DIRECTIVE:
Locate each row below that contains the word "white" and copy those rows.

INPUT FOR THIS TASK:

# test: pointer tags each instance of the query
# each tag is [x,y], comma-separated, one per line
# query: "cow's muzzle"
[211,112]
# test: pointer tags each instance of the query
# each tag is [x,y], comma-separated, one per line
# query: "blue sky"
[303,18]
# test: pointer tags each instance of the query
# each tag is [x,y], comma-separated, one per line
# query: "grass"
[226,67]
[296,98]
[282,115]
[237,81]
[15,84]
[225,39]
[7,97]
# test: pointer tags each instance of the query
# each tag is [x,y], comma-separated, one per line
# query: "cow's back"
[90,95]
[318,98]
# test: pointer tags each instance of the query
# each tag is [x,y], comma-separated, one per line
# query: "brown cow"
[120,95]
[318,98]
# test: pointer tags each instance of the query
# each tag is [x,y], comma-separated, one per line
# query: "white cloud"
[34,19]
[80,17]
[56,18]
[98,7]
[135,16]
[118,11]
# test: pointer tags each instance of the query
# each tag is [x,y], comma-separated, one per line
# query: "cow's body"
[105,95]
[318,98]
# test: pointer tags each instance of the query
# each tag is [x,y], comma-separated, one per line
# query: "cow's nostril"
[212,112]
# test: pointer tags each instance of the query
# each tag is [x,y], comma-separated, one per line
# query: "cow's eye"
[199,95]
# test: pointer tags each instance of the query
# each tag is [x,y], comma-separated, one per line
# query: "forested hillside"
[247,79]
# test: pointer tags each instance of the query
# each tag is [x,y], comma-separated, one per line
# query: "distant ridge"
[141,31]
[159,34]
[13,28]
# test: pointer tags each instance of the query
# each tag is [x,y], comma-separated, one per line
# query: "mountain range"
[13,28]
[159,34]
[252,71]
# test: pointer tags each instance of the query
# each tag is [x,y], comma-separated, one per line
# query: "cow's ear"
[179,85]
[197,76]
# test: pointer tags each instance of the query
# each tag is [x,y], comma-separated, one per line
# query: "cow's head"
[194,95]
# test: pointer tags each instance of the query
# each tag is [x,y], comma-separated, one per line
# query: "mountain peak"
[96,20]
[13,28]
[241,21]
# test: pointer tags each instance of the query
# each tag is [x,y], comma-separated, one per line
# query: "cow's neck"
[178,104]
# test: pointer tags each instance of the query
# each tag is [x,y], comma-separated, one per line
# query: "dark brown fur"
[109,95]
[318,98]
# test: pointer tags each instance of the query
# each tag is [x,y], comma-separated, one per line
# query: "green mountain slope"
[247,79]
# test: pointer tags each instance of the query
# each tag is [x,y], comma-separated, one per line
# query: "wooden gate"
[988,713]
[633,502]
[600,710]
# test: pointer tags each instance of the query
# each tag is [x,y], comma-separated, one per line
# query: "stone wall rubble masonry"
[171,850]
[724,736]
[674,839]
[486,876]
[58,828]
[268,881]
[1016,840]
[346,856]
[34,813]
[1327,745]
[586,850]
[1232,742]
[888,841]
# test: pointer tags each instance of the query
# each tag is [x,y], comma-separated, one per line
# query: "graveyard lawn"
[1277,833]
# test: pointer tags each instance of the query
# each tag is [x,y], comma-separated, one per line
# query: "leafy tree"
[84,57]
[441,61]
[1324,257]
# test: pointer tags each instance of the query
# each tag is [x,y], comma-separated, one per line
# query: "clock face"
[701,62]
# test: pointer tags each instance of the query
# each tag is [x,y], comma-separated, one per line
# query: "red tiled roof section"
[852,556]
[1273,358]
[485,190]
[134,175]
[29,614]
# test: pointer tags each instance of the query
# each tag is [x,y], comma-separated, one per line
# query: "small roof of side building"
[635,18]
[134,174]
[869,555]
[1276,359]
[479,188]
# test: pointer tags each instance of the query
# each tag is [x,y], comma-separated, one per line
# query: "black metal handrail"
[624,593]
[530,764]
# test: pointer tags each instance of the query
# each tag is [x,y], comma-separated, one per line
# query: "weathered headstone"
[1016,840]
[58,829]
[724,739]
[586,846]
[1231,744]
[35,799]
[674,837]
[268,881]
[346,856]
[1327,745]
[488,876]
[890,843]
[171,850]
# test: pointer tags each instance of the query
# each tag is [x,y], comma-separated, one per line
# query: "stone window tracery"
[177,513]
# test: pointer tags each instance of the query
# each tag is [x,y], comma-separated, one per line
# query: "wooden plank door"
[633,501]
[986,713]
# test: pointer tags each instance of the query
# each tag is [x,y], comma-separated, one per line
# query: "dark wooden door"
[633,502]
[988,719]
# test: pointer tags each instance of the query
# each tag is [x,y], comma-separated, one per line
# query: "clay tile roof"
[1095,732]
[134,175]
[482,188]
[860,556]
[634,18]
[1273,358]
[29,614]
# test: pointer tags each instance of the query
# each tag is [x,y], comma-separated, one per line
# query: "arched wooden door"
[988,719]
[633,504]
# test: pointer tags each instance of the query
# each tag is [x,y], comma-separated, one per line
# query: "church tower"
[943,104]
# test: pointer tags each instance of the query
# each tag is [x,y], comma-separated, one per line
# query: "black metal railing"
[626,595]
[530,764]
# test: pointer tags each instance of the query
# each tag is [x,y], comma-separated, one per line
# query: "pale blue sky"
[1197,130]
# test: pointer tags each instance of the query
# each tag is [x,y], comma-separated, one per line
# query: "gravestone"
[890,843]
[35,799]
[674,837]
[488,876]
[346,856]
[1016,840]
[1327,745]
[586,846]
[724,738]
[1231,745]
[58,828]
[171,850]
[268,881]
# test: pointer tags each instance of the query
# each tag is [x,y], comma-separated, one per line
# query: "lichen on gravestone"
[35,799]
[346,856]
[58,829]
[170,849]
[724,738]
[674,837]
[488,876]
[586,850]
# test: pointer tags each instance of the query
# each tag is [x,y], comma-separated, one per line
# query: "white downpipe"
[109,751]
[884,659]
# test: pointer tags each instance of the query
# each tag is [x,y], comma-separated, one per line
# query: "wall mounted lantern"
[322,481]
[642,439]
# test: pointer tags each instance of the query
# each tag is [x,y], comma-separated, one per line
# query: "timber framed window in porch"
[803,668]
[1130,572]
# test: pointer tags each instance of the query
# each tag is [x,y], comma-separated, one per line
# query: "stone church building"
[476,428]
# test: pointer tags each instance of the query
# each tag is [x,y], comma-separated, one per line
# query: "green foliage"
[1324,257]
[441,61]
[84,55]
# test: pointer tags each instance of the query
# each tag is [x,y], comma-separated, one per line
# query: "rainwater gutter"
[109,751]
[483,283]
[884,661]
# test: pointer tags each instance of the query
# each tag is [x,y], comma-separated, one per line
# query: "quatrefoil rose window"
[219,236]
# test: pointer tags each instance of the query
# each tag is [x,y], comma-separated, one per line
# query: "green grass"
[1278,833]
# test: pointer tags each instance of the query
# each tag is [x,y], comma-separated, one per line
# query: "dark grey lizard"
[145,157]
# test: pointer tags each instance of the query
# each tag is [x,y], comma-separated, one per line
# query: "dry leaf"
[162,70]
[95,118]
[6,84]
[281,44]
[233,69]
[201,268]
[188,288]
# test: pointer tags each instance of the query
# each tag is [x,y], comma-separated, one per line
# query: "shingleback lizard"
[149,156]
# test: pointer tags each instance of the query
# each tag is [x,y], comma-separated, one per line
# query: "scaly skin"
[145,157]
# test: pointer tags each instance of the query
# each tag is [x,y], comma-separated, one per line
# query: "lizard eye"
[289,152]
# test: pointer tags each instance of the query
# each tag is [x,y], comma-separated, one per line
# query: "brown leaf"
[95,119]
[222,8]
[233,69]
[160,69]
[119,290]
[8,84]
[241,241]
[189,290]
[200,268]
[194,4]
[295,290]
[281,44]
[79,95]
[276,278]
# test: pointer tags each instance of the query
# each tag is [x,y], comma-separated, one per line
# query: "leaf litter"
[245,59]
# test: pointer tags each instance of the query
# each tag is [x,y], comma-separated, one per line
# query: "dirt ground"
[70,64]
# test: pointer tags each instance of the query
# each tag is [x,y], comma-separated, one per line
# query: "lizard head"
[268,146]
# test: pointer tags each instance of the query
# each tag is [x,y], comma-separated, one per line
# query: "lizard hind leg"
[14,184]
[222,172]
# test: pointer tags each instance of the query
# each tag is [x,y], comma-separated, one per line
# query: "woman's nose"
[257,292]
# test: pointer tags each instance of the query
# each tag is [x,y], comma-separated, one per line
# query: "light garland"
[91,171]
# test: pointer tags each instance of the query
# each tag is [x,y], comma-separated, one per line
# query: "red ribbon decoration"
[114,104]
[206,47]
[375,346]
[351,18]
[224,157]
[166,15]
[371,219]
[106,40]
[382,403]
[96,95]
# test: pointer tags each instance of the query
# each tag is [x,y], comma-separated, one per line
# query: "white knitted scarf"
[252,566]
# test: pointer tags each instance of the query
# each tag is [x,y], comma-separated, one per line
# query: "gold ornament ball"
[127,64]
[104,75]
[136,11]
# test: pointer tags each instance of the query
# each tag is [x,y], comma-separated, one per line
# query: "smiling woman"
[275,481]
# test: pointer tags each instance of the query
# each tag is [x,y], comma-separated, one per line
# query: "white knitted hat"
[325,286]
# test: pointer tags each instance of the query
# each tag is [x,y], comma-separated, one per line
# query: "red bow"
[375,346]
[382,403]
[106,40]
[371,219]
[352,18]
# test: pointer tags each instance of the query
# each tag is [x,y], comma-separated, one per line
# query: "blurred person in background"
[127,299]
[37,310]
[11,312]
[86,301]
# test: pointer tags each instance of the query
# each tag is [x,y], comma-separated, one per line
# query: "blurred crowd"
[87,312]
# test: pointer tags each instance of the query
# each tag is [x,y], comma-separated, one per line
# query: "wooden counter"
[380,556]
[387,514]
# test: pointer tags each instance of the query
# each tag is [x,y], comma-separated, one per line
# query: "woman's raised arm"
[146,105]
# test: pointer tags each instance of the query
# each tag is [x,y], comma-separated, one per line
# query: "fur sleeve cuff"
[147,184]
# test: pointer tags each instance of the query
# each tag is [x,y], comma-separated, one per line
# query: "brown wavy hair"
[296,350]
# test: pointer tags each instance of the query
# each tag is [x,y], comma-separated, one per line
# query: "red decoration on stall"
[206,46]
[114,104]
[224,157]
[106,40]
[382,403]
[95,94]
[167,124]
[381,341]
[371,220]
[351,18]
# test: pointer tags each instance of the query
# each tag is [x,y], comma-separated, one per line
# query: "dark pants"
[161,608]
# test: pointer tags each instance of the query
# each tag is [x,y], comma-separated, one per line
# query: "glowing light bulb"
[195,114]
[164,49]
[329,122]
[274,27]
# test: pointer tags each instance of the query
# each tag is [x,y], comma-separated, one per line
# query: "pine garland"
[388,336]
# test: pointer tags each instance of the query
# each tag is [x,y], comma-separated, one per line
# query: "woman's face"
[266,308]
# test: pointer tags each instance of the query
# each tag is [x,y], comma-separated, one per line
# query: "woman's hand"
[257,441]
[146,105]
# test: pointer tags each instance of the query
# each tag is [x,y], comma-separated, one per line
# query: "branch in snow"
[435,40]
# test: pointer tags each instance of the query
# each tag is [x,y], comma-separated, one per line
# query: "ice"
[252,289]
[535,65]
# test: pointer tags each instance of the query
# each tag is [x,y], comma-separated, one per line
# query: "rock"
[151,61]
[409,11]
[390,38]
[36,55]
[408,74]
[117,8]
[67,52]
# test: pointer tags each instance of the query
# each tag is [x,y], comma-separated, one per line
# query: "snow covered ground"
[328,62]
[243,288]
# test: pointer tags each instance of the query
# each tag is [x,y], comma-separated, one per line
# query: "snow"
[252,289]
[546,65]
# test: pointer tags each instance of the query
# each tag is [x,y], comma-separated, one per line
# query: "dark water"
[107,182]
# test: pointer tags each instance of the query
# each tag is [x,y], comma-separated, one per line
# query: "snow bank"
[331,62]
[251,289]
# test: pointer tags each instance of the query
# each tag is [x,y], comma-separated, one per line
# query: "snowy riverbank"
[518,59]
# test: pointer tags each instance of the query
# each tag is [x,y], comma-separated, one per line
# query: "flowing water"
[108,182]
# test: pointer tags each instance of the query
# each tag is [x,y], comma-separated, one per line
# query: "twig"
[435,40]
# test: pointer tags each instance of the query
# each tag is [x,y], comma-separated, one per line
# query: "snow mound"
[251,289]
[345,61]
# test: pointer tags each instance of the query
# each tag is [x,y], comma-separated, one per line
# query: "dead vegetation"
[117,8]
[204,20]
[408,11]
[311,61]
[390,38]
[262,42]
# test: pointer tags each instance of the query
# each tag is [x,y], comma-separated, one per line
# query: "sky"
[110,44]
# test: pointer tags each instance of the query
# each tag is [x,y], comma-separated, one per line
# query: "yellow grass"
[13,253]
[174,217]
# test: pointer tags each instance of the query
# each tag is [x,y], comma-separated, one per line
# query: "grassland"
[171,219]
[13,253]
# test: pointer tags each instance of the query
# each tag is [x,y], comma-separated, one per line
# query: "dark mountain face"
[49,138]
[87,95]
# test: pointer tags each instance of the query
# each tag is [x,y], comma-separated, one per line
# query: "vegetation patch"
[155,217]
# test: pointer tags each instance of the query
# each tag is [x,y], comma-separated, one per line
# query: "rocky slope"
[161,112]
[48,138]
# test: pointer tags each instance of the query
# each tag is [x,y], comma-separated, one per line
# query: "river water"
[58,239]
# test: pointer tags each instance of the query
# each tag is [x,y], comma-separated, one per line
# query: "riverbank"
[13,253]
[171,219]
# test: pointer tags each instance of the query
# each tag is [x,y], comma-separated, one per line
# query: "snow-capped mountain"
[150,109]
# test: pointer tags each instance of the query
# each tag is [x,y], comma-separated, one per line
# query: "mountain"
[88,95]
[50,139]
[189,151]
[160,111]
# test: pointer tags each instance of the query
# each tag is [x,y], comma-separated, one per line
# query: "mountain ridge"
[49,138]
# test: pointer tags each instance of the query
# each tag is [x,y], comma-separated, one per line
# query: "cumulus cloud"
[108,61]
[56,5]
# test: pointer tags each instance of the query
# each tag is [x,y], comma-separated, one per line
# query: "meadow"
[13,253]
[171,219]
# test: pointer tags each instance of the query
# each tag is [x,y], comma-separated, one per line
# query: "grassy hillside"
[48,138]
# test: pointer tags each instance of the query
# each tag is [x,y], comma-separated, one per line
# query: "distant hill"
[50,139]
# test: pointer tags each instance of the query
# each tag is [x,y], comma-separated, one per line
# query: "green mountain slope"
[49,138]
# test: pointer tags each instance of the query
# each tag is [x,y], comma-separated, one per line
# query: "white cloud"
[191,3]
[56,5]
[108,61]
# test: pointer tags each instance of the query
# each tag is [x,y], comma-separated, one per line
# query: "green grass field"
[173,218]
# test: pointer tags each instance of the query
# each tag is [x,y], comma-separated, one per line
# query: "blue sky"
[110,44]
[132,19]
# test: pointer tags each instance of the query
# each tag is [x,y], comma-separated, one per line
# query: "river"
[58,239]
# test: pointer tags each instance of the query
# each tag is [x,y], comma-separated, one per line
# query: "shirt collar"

TASK RESPONSE:
# query: "white cloud"
# query: "white downpipe"
# query: "white knitted scarf"
# query: "white knitted hat"
# query: "white cloud"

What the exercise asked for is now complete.